───── Input material

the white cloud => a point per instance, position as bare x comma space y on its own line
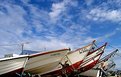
46, 45
104, 14
57, 9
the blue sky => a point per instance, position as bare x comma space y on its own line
55, 24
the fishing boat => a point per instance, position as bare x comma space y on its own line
12, 66
91, 60
102, 66
71, 61
43, 62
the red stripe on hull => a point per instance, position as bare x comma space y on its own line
67, 70
88, 67
12, 73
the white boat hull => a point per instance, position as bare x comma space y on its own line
12, 65
72, 59
42, 63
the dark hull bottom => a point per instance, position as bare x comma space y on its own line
15, 73
88, 67
61, 72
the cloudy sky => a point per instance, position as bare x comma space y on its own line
55, 24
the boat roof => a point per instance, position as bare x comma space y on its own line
15, 57
47, 52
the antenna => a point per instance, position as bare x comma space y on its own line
22, 46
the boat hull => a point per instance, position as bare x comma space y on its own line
44, 62
91, 60
70, 62
12, 66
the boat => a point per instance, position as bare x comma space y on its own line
12, 66
43, 62
71, 61
102, 66
91, 60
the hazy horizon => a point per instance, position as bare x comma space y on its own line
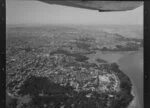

──────────

> **Required work**
In the copy, only the lines from the one holding "the white boat" through the end of the listing above should appear, retyped exactly, both ends included, with no pictures.

> **Output of the exercise**
the white boat hull => a point per instance, position as bare x comma space y on its own line
12, 65
72, 59
42, 63
the dark hull bottom => a point per instance, position as bare x comma space y on its own line
15, 73
88, 67
61, 72
the cloudy sky => a point per instance, position as bare x comma space y on its own line
55, 24
the boat roof => a point per instance, position as bare x comma space y on its own line
15, 57
47, 52
the antenna => a point per instance, position as bare x comma space y on its own line
22, 46
the boat hull => a point per instance, position as bare x comma space y on its own line
44, 62
91, 60
70, 62
12, 66
the boat => a point per instance, position as bare x comma space y on its own line
12, 66
43, 62
71, 61
102, 66
91, 60
the hazy horizon => a point per instance, position as bare x comma space y on its own line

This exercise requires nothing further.